**Exercise goal:** The reply should contain all of the data below, word for word.

[Stored data entries]

○ ○ ○ ○ ○ ○ ○

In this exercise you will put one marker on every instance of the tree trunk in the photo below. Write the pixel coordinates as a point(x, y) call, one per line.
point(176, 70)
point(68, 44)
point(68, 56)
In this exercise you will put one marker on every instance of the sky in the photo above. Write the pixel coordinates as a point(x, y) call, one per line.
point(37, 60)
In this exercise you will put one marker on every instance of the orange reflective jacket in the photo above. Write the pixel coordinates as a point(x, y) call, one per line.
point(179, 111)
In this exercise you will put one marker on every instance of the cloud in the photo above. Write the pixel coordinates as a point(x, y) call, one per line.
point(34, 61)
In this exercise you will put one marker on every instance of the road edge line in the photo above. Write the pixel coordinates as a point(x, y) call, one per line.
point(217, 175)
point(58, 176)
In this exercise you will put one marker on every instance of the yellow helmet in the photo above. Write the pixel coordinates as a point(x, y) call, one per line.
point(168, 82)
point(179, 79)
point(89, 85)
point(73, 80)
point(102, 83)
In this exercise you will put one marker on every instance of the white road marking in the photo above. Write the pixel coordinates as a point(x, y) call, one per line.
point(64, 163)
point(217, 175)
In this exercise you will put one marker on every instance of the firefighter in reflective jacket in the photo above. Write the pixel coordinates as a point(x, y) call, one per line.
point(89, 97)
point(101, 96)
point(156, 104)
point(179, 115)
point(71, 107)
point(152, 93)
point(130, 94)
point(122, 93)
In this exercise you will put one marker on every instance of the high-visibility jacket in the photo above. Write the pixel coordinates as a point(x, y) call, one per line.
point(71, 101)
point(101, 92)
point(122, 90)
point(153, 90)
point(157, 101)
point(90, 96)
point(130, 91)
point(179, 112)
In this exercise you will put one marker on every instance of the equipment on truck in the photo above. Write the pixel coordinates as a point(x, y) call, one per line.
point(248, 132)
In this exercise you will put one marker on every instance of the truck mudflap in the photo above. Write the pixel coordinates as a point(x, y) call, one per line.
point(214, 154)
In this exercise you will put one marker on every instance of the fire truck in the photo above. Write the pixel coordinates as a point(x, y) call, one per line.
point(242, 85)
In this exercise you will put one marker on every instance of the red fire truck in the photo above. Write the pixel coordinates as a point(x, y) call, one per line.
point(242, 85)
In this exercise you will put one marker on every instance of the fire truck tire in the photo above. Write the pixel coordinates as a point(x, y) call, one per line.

○ ○ ○ ○ ○ ○ ○

**Exercise answer:**
In this exercise you will put one marker on every instance of the tree trunk in the photo below. Write the pixel coordinates as a point(x, y) call, one per line.
point(176, 70)
point(68, 44)
point(68, 56)
In this exercise you will put one marker on every instance of the sky in the photo above. Write the pixel coordinates as a point(x, y) call, one per line.
point(37, 60)
In this exercise you will put one marker on every instance of the orange reflective jacket in the photo above. Write the pixel coordinates as a point(x, y) call, one per line.
point(179, 111)
In this exercise you will put one marker on every instance of the cloud in the photo above. Write the pixel coordinates as a point(x, y) call, one per line.
point(34, 61)
In this exercise you will put one marker on every instance of the road edge line in the photo above. Write the pixel coordinates as a point(x, y) call, one per line.
point(217, 175)
point(58, 176)
In this exercise you will put one marker on every instance of the yellow helmet in the photo above. Write the pixel coordinates as a point(x, y) call, one per line.
point(168, 82)
point(179, 79)
point(89, 85)
point(73, 80)
point(102, 83)
In this exercise you will put one marker on every instance of the white road marking in the photo above. Write the pixel coordinates as a point(x, y) call, one per line.
point(64, 163)
point(217, 175)
In this exercise you will put one marker on every instance of the firefighter in reflective jacket in the photo above. Write the pixel coordinates as a point(x, y) call, one per line.
point(89, 97)
point(101, 96)
point(156, 104)
point(179, 115)
point(71, 107)
point(152, 93)
point(130, 94)
point(122, 93)
In this exercise you will put one marker on every instance of the high-visibility jacket in the photo above. Write the pixel coordinates as a point(x, y) call, one per line.
point(71, 101)
point(101, 92)
point(122, 90)
point(153, 90)
point(157, 101)
point(90, 96)
point(130, 91)
point(179, 112)
In this exercise you will put one marker on every instance of the equipment on truck in the photo above. Write the pixel coordinates as a point(x, y) call, one per line.
point(248, 132)
In this exercise you will put one marker on every instance of the truck mudflap in the photo above. Write the pixel coordinates as a point(x, y) call, one per line.
point(214, 154)
In this exercise you will put one marker on every instance of the fire truck in the photo above. Write the pixel coordinates as a point(x, y) call, one per line.
point(242, 85)
In this exercise you will put one marker on every instance of the red fire truck in the photo above. Write the pixel coordinates as a point(x, y) call, one per line.
point(242, 85)
In this exercise you will put one marker on every instance of the fire truck tire in the photo above. Write the pixel coordinates as a point(x, y) call, one per line.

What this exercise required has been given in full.